--- start of Exercise materials ---

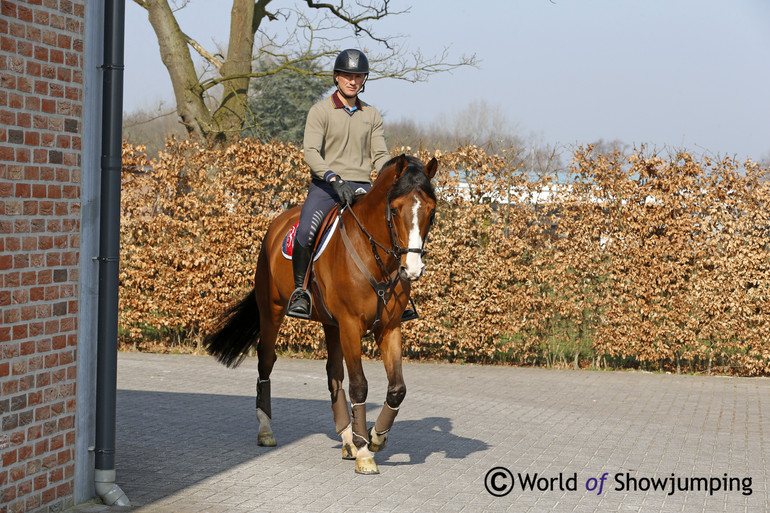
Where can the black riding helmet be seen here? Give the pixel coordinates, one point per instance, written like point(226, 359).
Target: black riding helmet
point(352, 61)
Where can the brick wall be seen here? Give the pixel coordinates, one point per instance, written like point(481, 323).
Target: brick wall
point(41, 102)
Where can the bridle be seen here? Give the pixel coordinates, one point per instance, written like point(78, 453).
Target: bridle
point(383, 288)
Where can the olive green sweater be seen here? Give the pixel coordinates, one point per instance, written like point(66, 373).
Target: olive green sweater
point(349, 145)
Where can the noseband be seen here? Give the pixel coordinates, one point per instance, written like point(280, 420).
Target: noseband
point(397, 250)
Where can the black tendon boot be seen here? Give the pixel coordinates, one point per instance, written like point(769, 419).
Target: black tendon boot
point(300, 302)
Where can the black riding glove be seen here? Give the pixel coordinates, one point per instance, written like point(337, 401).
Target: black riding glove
point(343, 190)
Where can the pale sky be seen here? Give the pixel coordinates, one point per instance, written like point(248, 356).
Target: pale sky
point(670, 74)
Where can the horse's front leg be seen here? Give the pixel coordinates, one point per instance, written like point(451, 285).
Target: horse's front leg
point(350, 340)
point(390, 348)
point(335, 373)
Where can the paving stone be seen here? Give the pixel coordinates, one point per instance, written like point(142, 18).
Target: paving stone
point(187, 442)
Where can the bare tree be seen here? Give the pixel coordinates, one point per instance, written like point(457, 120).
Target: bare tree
point(314, 37)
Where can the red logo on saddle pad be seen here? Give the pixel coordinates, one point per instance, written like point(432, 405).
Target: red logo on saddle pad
point(287, 247)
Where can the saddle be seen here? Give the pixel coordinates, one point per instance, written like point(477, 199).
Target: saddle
point(327, 229)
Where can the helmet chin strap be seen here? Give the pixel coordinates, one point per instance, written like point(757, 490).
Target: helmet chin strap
point(363, 86)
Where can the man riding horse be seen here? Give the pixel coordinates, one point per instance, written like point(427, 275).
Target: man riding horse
point(344, 140)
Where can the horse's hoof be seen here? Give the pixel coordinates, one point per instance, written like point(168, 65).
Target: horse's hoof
point(378, 442)
point(266, 440)
point(349, 452)
point(366, 466)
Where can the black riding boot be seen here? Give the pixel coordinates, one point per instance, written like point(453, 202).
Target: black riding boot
point(301, 301)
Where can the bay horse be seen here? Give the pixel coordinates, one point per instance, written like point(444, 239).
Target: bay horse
point(360, 283)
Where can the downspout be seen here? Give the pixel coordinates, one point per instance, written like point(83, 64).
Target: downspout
point(109, 254)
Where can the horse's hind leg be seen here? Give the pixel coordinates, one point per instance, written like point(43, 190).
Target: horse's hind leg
point(271, 316)
point(336, 374)
point(390, 347)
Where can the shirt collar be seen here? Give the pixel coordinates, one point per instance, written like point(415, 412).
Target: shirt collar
point(339, 105)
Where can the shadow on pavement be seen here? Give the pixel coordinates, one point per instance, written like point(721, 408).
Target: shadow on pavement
point(167, 442)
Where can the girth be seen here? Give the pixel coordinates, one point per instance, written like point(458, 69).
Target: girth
point(384, 288)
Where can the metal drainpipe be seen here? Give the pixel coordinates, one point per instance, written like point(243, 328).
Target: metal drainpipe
point(109, 253)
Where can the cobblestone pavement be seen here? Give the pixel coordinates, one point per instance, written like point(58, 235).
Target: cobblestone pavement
point(187, 441)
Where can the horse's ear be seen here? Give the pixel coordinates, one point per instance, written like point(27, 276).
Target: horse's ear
point(400, 164)
point(431, 168)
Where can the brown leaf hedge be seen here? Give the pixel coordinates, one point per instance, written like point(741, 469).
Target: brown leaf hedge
point(638, 261)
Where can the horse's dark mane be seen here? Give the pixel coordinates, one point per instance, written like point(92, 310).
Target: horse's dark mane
point(412, 178)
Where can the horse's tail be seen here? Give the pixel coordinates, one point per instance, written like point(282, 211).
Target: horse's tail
point(237, 331)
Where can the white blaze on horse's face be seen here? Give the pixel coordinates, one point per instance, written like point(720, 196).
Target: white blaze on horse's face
point(414, 267)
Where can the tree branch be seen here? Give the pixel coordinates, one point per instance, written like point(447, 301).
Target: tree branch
point(356, 21)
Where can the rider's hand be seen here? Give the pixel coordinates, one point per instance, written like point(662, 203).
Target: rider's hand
point(343, 190)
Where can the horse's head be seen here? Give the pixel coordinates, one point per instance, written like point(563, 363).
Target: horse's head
point(410, 210)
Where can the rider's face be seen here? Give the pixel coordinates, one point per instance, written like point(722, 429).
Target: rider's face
point(349, 84)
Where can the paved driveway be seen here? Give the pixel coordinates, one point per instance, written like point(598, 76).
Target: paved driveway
point(562, 441)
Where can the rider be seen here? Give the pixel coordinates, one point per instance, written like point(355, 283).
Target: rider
point(344, 139)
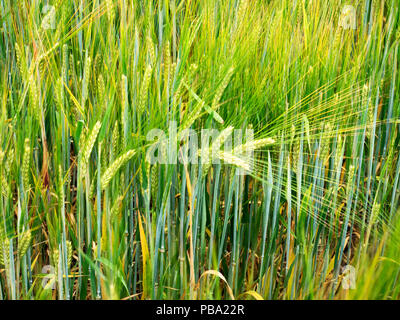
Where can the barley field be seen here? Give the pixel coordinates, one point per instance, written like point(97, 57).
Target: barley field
point(105, 195)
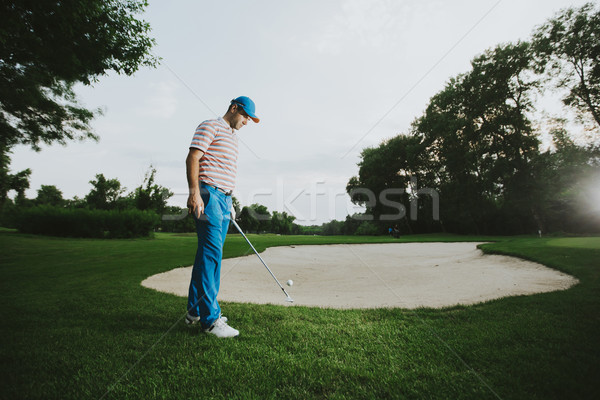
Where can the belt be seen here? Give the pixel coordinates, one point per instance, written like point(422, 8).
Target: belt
point(218, 188)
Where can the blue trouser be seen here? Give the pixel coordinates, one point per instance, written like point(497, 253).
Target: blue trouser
point(211, 228)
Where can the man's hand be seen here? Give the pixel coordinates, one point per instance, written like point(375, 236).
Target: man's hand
point(195, 204)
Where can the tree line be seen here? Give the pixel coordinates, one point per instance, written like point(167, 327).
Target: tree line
point(477, 148)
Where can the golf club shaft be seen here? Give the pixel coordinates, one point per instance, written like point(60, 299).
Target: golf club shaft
point(260, 258)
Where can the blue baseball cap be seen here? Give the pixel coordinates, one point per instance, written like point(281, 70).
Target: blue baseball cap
point(248, 106)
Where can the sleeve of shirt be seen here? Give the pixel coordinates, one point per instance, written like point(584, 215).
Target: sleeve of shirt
point(203, 137)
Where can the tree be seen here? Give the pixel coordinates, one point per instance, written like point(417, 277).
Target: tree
point(282, 223)
point(49, 195)
point(568, 48)
point(247, 220)
point(105, 193)
point(150, 196)
point(46, 47)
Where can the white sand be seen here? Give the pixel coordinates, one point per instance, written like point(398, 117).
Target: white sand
point(407, 275)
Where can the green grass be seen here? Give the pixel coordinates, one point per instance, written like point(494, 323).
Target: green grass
point(76, 324)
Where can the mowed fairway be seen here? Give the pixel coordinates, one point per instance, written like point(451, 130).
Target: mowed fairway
point(77, 324)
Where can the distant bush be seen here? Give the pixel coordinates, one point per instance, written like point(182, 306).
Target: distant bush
point(367, 229)
point(86, 223)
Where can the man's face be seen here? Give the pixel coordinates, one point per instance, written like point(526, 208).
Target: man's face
point(240, 118)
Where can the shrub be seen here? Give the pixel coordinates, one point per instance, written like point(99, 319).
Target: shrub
point(80, 222)
point(367, 229)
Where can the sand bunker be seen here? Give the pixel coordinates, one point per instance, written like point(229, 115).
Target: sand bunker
point(407, 275)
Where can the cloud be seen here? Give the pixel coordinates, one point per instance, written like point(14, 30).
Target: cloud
point(375, 24)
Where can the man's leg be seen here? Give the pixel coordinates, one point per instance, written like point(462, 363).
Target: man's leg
point(204, 285)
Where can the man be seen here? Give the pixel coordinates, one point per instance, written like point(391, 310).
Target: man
point(211, 167)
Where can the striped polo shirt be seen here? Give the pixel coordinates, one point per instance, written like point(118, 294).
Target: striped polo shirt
point(218, 165)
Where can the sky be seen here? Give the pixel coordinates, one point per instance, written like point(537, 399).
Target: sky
point(329, 78)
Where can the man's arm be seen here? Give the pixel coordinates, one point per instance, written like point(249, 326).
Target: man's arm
point(192, 166)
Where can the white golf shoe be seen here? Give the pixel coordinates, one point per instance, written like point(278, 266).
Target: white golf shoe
point(220, 329)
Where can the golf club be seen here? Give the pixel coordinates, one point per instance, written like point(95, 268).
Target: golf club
point(288, 298)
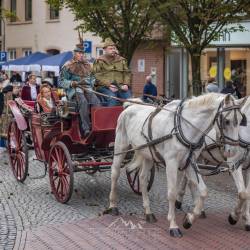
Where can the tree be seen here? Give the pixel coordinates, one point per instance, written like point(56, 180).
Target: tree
point(6, 14)
point(126, 22)
point(195, 23)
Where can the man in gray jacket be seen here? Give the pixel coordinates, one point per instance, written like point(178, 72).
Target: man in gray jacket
point(73, 72)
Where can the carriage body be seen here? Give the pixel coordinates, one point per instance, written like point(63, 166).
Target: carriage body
point(57, 141)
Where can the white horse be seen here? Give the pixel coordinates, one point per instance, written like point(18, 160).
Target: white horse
point(198, 115)
point(239, 161)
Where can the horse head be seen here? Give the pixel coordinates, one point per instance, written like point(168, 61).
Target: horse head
point(229, 118)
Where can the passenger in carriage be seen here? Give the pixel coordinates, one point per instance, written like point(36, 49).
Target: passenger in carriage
point(113, 77)
point(31, 89)
point(73, 72)
point(46, 100)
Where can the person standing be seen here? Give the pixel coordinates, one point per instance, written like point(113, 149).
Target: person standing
point(231, 88)
point(113, 78)
point(31, 89)
point(212, 86)
point(149, 90)
point(73, 72)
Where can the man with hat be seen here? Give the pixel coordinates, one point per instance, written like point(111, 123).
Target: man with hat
point(113, 77)
point(31, 89)
point(73, 72)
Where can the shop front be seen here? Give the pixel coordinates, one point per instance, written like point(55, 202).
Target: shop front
point(230, 55)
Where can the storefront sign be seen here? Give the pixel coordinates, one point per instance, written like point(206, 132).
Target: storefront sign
point(234, 38)
point(227, 73)
point(213, 71)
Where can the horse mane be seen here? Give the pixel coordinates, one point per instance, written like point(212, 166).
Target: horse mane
point(246, 106)
point(209, 100)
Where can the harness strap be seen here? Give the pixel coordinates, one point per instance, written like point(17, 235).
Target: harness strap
point(150, 135)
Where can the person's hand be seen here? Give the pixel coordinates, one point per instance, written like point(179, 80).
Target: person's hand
point(124, 87)
point(113, 88)
point(74, 84)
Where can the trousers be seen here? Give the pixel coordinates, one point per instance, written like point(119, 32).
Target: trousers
point(84, 102)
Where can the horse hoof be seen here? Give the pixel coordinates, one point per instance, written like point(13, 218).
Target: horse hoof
point(231, 220)
point(186, 223)
point(112, 210)
point(178, 204)
point(203, 215)
point(150, 218)
point(175, 232)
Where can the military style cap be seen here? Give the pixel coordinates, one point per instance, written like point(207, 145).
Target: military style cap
point(108, 42)
point(79, 48)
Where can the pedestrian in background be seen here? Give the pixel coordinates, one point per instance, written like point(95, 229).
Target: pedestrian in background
point(31, 89)
point(15, 77)
point(212, 86)
point(231, 88)
point(149, 90)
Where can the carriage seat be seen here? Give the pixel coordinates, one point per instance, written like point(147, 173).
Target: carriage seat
point(66, 108)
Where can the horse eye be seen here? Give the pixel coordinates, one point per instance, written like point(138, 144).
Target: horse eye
point(227, 122)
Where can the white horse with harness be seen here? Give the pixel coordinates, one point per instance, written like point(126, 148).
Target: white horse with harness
point(214, 155)
point(179, 129)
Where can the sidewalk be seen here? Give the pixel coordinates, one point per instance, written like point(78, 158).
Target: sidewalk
point(131, 232)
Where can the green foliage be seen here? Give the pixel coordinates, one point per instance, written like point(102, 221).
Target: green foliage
point(126, 22)
point(196, 23)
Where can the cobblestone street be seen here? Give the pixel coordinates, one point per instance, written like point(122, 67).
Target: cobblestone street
point(25, 208)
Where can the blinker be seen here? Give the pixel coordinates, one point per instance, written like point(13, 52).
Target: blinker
point(243, 121)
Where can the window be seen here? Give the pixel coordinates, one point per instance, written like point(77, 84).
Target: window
point(28, 10)
point(27, 52)
point(53, 13)
point(12, 54)
point(53, 51)
point(99, 51)
point(13, 9)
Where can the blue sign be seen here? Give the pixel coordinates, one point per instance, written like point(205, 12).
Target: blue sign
point(3, 56)
point(87, 46)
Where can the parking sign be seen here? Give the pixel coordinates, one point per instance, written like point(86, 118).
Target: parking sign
point(87, 47)
point(3, 56)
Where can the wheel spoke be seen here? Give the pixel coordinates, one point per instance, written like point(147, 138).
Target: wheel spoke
point(58, 185)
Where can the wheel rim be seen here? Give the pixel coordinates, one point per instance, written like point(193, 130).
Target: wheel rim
point(134, 182)
point(18, 152)
point(61, 173)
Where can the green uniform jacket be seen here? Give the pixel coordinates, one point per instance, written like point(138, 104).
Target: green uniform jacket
point(66, 78)
point(107, 72)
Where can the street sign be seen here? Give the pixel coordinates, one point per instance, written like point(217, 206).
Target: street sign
point(3, 56)
point(87, 47)
point(213, 71)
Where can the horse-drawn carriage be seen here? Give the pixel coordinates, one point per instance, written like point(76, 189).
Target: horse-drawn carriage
point(58, 143)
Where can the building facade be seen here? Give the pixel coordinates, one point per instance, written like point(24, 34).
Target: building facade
point(38, 27)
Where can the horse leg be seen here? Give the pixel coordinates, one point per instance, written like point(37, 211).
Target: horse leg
point(181, 191)
point(145, 170)
point(242, 194)
point(171, 171)
point(246, 207)
point(199, 201)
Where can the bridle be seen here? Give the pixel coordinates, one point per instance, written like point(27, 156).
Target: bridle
point(222, 122)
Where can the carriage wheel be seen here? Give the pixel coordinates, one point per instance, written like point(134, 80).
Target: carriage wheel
point(18, 152)
point(61, 172)
point(134, 182)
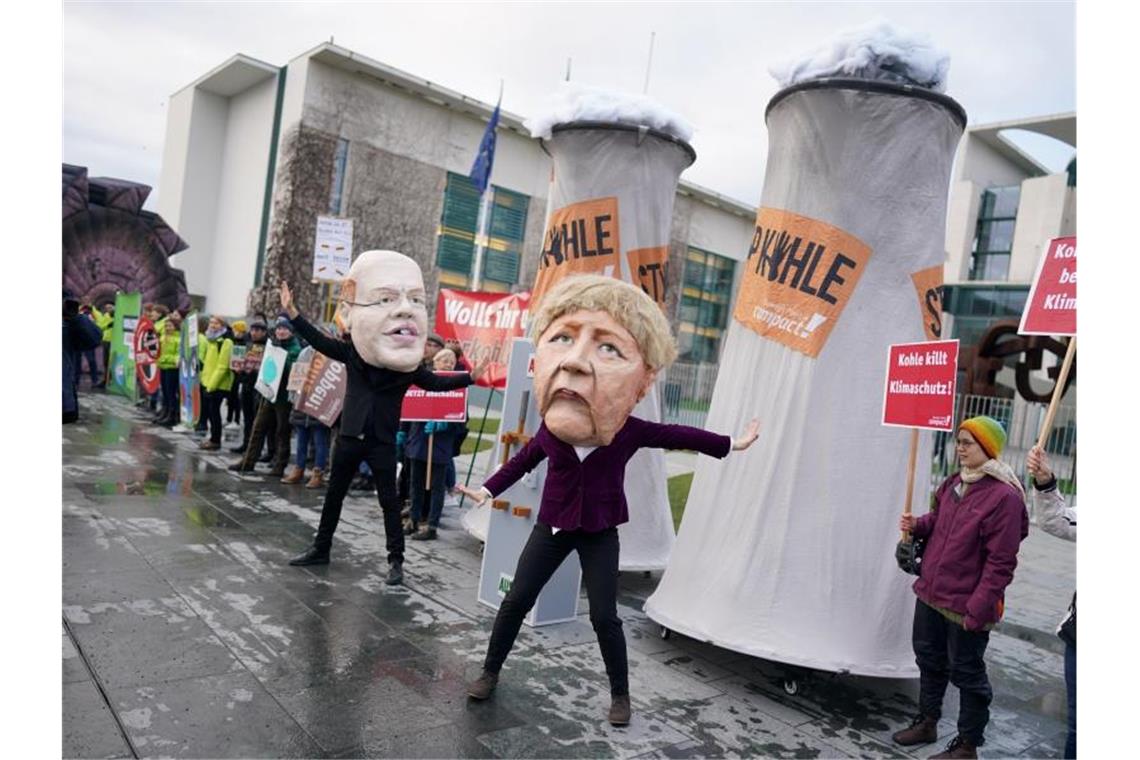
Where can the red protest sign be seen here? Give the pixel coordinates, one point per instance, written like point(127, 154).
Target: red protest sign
point(485, 325)
point(1051, 305)
point(146, 356)
point(421, 406)
point(920, 385)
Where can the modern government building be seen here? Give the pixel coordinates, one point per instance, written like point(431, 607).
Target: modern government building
point(255, 152)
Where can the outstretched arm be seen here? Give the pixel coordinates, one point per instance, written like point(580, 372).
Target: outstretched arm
point(316, 337)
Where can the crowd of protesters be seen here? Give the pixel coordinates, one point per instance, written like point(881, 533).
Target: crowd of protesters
point(971, 534)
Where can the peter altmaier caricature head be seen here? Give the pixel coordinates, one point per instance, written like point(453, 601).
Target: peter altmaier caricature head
point(383, 307)
point(599, 345)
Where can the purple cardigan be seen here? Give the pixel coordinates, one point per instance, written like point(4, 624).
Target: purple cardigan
point(589, 495)
point(971, 548)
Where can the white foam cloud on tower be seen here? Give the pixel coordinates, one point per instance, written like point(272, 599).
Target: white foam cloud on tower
point(877, 50)
point(572, 101)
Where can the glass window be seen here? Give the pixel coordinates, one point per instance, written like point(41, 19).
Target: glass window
point(703, 310)
point(340, 162)
point(994, 237)
point(506, 230)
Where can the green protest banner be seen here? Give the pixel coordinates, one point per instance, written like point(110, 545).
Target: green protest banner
point(188, 392)
point(121, 375)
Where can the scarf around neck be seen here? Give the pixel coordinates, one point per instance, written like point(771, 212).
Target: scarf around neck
point(995, 468)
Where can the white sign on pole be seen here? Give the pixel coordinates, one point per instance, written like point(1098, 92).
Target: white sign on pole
point(333, 252)
point(269, 376)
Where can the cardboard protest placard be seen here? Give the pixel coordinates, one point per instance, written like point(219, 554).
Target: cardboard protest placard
point(269, 376)
point(798, 277)
point(146, 356)
point(257, 351)
point(485, 324)
point(921, 380)
point(299, 372)
point(237, 358)
point(323, 395)
point(333, 251)
point(581, 238)
point(1051, 305)
point(121, 372)
point(188, 385)
point(434, 406)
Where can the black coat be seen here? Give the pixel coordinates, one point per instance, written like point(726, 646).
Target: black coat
point(373, 395)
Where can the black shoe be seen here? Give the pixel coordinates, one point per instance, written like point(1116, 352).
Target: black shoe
point(425, 533)
point(619, 710)
point(395, 573)
point(482, 686)
point(921, 730)
point(310, 556)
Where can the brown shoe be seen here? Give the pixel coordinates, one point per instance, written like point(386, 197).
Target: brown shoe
point(921, 730)
point(482, 686)
point(294, 476)
point(619, 710)
point(958, 748)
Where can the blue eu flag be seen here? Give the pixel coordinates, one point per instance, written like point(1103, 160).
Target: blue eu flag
point(481, 170)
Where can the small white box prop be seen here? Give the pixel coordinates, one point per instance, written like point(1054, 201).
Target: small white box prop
point(512, 515)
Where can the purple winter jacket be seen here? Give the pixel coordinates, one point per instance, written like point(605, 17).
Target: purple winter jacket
point(971, 548)
point(589, 495)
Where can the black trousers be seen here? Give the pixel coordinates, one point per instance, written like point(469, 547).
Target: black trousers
point(539, 560)
point(347, 457)
point(271, 419)
point(213, 400)
point(168, 380)
point(945, 653)
point(249, 406)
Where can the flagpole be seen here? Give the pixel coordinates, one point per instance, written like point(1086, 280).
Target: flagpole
point(485, 215)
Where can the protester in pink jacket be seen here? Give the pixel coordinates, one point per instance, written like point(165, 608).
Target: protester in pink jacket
point(972, 533)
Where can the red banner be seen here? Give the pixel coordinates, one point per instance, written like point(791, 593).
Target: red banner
point(1051, 305)
point(434, 406)
point(485, 325)
point(920, 385)
point(146, 356)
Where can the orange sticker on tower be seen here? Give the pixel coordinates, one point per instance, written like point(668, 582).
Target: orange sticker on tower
point(798, 277)
point(650, 269)
point(928, 286)
point(580, 239)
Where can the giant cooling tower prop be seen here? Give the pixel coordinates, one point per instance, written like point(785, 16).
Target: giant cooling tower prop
point(787, 554)
point(617, 163)
point(111, 244)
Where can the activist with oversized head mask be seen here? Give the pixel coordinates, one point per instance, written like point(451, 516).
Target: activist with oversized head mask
point(600, 343)
point(382, 308)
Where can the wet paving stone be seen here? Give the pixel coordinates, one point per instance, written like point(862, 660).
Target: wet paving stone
point(89, 728)
point(227, 716)
point(178, 595)
point(147, 640)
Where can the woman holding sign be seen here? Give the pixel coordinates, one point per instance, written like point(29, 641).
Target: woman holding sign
point(972, 532)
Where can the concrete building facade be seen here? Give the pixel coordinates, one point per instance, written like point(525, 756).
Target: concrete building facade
point(254, 153)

--- end of Exercise materials ---

-- Aim of the task --
Rewrite the lines from the line with "Where can the cardboard" to the line with "point(373, 395)", changing "black coat" to "dark overcoat" and leaving everything else as it is.

-- Written response --
Where can the cardboard protest placard be seen here? Give the pixel coordinates, one point per instance, written like point(219, 554).
Target: cardboard protest placard
point(269, 376)
point(798, 277)
point(146, 356)
point(257, 351)
point(485, 324)
point(921, 380)
point(299, 372)
point(237, 358)
point(323, 395)
point(333, 251)
point(581, 238)
point(1051, 305)
point(121, 372)
point(188, 385)
point(434, 406)
Where can the dark overcoat be seen here? Give the pixel coordinates, one point per instance, written like point(726, 646).
Target: dark overcoat
point(373, 395)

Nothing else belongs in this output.